An armada of poorly regulated, scrapyard-ready tankers is hauling sanctioned oil through the region’s bustling shipping lanes. With that, they’re carrying an ever-present threat of environmental catastrophe

Written By:
August 29, 2023
‘Shadow fleet’ oil tankers pose growing risk in SEA
Smoke rises from the oil tanker Pablo after it suffered from multiple explosions on 1 May off the coast of Malaysia. The ship was registered to Gabon and was part of the so-called "ghost fleet" of little-regulated tankers. Photo courtesy of the Malaysian coast guard.

On the morning of 3 May, residents of Batam, Indonesia, the largest city of the country’s Riau Islands, woke up to beaches black with oil. 

The suspected source was the Pablo, a 26-year-old tanker with a history of transporting sanctioned crude oil. Two days earlier a fire on board the vessel resulted in multiple explosions, ripping open the vessel’s fuel tanks and dumping their contents into the sea. The vessel, which has no known owner or insurer for authorities to interact with, has been left floating abandoned in the South China Sea, with no one able to relocate her so far. 

In Batam, local authorities were left to clean tons of oil waste from beaches often thronged with tourists. Though the cleanup effort was far from the region’s largest, cities elsewhere along Southeast Asia’s bustling shipping lanes may do well to take note.

The global “shadow fleet” transporting sanctioned oil from Russia, Venezuela, and Iran has grown to include approximately one in five crude oil tankers globally. As this industry has expanded, so too have the number of accidents involving such tankers. According to the most recent report on safety and shipping by German insurer Allianz, there were as many groundings involving tankers transporting sanctioned oil as in the previous three years combined.

The waters in and around the Riau Islands have long been a hub for the transhipment of sanctioned oil en route to China, according to Samir Madani, co-founder of TankerTrackers.com, an online crude oil shipment tracking service. The transhipments are conducted by ship-to-ship transfers, he explained, usually carried out without many of the safety provisions employed by the mainstream tanker fleet in such operations.

They cause environmental damage because they are spilling oil all the time.” 

Samir Madani

“It’s a good halfway location to the destination, and they will do the transhipment there so they can return quickly and pick up more oil,” Madani said. “They cause environmental damage because they are spilling oil all the time – there are no port authorities present, there are no tug boats to assist, there are no boom lines around the vessels in case of an oil spill.”

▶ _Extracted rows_
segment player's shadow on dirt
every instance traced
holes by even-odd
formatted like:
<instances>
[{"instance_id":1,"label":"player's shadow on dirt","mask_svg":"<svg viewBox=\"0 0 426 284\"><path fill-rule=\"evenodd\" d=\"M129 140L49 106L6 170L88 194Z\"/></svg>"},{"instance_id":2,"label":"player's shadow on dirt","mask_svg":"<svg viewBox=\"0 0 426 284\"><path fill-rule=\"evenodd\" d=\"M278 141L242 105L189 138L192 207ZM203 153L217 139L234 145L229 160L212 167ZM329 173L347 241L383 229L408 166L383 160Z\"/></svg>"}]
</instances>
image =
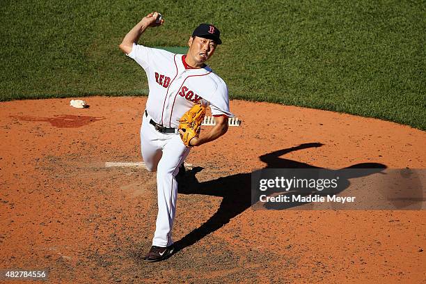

▶ _OBJECTIVES_
A. In the article about "shadow fleet" oil tankers, how old is the tanker Pablo?
B. Render the lines of the row as a JSON list of strings, one string per line, with blank lines omitted. Leave the picture out of your answer.

▶ _TASK-BY-TASK ANSWERS_
A. 26 years old.

B.
[
  "segment player's shadow on dirt",
  "every instance traced",
  "holes by even-odd",
  "formatted like:",
  "<instances>",
  "[{\"instance_id\":1,\"label\":\"player's shadow on dirt\",\"mask_svg\":\"<svg viewBox=\\\"0 0 426 284\\\"><path fill-rule=\\\"evenodd\\\" d=\\\"M129 140L49 106L6 170L88 194Z\\\"/></svg>\"},{\"instance_id\":2,\"label\":\"player's shadow on dirt\",\"mask_svg\":\"<svg viewBox=\\\"0 0 426 284\\\"><path fill-rule=\\\"evenodd\\\" d=\\\"M278 141L242 105L189 138L192 207ZM203 153L217 139L234 145L229 160L212 167ZM329 173L347 241L383 229L408 166L383 160Z\\\"/></svg>\"}]",
  "</instances>",
  "image ="
]